Source text -
###
Use from major research institutes include Bigelow Laboratory for Ocean Sciences (53535 hits), the EBI (12655), Institute National de la Recherche Agronomique (7309) and Forschungszentrum Julich (5358).

Many visitor hits access the tools supported by the resource. These include search tools, for example to enable search of the CATH classification of protein structures, and analysis tools, for example to enable a protein structure to be submitted to identify the closest structure within the CATH classification. During 2012, the 10 most widely-used search and analysis tools supported by the resource were accessed on 4311 occasions by commercial companies and on 1764 occasions by research institutes.
###
Raw data -
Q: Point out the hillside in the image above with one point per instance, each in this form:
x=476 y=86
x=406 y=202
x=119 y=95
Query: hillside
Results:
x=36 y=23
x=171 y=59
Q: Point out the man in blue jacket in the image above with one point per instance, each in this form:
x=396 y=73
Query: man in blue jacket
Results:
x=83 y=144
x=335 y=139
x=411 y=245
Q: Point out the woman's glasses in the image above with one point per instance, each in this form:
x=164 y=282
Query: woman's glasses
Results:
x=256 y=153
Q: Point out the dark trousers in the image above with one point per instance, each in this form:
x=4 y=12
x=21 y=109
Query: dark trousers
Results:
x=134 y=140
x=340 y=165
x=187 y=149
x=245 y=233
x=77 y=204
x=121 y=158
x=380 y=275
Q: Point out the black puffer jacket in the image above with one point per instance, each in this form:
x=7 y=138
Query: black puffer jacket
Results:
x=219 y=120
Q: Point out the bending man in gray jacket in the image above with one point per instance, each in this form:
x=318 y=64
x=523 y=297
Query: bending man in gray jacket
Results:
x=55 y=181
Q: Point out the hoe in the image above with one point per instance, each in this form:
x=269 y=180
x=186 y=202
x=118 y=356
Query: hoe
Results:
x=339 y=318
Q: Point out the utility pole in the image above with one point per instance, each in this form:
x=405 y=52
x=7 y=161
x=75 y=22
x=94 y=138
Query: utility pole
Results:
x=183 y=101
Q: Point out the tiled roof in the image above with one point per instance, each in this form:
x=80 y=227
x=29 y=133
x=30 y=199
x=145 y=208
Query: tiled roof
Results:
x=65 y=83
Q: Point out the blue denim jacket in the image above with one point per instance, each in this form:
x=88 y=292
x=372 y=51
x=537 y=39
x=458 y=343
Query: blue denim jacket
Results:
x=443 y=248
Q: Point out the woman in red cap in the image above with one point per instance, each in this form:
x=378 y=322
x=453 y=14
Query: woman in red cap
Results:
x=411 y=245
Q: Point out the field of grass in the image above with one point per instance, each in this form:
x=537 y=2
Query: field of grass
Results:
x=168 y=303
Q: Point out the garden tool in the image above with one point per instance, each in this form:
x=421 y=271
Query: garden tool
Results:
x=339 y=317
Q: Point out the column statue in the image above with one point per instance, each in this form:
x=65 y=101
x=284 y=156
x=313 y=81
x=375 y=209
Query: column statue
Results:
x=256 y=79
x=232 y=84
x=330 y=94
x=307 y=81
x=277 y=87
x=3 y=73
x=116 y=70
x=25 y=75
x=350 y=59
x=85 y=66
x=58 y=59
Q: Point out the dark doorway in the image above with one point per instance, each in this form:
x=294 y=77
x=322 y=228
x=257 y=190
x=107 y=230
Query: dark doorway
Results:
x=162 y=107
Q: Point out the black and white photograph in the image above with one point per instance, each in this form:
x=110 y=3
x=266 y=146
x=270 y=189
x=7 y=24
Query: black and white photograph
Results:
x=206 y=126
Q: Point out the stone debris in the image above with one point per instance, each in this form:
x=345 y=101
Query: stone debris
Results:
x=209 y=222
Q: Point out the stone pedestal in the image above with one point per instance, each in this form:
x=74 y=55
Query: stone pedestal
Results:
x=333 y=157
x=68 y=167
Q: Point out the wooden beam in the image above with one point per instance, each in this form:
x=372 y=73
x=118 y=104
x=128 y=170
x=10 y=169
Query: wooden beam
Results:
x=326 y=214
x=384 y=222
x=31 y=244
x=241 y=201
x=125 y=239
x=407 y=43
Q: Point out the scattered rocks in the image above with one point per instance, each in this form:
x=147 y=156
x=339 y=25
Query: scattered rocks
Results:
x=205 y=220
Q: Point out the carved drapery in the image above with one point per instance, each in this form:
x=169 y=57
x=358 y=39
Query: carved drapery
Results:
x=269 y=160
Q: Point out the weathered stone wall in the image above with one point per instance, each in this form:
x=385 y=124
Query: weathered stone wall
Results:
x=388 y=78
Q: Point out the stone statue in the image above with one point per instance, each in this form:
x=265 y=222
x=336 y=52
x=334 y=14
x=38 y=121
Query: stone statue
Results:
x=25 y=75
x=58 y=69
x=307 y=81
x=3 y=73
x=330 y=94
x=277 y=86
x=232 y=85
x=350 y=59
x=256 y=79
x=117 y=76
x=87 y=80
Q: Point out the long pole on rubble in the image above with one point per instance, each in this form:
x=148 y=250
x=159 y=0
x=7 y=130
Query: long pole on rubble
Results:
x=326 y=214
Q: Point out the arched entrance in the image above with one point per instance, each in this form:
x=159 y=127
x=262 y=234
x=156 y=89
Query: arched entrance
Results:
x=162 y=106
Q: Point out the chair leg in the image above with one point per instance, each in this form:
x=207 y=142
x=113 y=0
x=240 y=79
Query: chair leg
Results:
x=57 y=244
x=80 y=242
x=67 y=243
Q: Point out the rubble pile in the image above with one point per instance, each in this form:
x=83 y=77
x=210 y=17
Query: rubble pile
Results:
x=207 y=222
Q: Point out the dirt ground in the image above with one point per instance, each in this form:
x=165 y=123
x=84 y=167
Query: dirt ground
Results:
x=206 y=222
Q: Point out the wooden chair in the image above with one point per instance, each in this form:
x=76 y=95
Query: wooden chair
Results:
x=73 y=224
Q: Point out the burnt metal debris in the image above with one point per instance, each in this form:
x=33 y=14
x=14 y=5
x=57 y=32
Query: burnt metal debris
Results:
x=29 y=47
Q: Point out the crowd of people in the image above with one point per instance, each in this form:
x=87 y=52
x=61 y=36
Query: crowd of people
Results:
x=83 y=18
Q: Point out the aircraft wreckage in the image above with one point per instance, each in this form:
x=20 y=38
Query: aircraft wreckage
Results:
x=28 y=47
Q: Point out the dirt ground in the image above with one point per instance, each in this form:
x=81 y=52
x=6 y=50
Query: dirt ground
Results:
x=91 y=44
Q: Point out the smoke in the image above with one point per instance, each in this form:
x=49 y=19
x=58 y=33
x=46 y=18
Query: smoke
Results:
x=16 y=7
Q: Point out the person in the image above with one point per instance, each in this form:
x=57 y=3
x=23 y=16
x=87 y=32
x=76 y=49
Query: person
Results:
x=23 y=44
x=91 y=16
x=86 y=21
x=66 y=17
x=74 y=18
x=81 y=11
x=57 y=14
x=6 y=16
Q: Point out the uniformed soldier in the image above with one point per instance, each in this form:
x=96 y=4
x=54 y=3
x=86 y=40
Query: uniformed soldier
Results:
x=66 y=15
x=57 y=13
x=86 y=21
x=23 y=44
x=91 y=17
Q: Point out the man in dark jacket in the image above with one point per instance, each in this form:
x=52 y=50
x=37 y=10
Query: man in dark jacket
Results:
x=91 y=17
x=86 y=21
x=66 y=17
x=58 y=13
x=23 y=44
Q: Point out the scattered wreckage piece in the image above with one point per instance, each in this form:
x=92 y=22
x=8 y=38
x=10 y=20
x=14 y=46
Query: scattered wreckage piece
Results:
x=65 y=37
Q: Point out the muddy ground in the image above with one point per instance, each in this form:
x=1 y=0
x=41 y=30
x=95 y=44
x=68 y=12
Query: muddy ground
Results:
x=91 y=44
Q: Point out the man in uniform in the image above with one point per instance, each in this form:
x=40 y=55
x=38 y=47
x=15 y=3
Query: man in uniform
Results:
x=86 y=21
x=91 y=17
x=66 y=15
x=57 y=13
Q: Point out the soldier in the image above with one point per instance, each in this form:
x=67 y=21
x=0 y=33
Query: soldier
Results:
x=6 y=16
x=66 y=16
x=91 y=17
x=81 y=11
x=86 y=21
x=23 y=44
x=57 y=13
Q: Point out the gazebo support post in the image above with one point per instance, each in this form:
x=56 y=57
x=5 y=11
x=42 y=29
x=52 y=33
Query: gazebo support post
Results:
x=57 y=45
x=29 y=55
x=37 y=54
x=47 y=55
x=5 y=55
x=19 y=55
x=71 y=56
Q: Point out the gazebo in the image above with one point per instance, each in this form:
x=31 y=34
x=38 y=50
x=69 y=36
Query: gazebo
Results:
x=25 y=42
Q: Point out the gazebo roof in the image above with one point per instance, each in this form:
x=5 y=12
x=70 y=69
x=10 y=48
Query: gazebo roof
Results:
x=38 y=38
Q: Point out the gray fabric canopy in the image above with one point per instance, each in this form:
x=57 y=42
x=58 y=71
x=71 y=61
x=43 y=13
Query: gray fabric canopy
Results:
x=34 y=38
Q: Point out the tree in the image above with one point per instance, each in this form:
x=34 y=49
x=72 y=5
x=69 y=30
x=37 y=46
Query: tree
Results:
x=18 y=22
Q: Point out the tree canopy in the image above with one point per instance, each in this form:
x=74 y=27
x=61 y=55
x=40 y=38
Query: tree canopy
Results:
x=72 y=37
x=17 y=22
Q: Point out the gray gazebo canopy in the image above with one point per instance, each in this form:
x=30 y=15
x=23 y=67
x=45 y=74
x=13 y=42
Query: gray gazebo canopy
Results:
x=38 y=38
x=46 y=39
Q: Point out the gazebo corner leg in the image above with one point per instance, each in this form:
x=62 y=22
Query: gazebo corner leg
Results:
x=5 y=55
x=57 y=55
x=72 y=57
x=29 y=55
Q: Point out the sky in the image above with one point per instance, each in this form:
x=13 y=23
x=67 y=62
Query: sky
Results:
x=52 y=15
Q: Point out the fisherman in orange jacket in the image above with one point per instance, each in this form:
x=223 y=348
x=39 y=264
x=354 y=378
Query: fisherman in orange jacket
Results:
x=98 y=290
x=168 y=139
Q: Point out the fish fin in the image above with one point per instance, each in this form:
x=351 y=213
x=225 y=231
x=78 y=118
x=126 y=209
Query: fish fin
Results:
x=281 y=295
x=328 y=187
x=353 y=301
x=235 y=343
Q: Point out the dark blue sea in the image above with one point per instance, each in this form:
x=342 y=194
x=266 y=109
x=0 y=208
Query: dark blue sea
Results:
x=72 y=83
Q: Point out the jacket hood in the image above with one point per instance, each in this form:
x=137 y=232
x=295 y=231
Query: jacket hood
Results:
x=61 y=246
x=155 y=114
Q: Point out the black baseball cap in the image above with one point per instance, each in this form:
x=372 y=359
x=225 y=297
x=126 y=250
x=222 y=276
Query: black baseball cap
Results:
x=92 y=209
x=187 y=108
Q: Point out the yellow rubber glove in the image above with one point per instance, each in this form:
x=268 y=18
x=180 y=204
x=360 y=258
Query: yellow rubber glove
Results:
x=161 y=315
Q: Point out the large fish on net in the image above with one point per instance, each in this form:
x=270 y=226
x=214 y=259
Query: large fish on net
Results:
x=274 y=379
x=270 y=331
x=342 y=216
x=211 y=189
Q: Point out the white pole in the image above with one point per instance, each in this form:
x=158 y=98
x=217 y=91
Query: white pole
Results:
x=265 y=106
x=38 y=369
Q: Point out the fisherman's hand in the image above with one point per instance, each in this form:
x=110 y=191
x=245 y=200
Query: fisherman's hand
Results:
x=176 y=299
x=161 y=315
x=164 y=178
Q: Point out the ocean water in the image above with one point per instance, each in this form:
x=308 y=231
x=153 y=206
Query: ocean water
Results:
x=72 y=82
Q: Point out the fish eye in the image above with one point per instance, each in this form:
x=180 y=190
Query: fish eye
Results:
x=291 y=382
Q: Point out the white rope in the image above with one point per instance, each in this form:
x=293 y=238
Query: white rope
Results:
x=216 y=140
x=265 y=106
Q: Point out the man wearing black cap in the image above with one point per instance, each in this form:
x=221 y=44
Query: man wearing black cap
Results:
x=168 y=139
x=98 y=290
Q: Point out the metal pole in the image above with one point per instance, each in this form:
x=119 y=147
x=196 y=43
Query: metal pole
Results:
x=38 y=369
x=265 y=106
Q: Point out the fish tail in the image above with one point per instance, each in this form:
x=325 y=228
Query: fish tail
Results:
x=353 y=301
###
Assignment 1 -
Based on the usage text, does each statement agree with it? Answer yes or no for each, and quote the deciding words. (a) The EBI recorded more hits than Forschungszentrum Julich. (b) During 2012, research institutes accessed the 10 most widely-used search and analysis tools more often than commercial companies did. (c) The analysis tools allow a protein structure to be submitted to find the closest structure within the CATH classification.
Assignment 2 -
According to the usage text, which research institute recorded the most hits, and how many?
Assignment 3 -
Quote the usage text from "Use from major" to "by research institutes.".

Response box 1 -
(a) Yes: "the EBI (12655)" and "Forschungszentrum Julich (5358)".
(b) No: "accessed on 4311 occasions by commercial companies and on 1764 occasions by research institutes".
(c) Yes: "to enable a protein structure to be submitted to identify the closest structure within the CATH classification".

Response box 2 -
Bigelow Laboratory for Ocean Sciences, with 53535 hits.

Response box 3 -
Use from major research institutes include Bigelow Laboratory for Ocean Sciences (53535 hits), the EBI (12655), Institute National de la Recherche Agronomique (7309) and Forschungszentrum Julich (5358).

Many visitor hits access the tools supported by the resource. These include search tools, for example to enable search of the CATH classification of protein structures, and analysis tools, for example to enable a protein structure to be submitted to identify the closest structure within the CATH classification. During 2012, the 10 most widely-used search and analysis tools supported by the resource were accessed on 4311 occasions by commercial companies and on 1764 occasions by research institutes.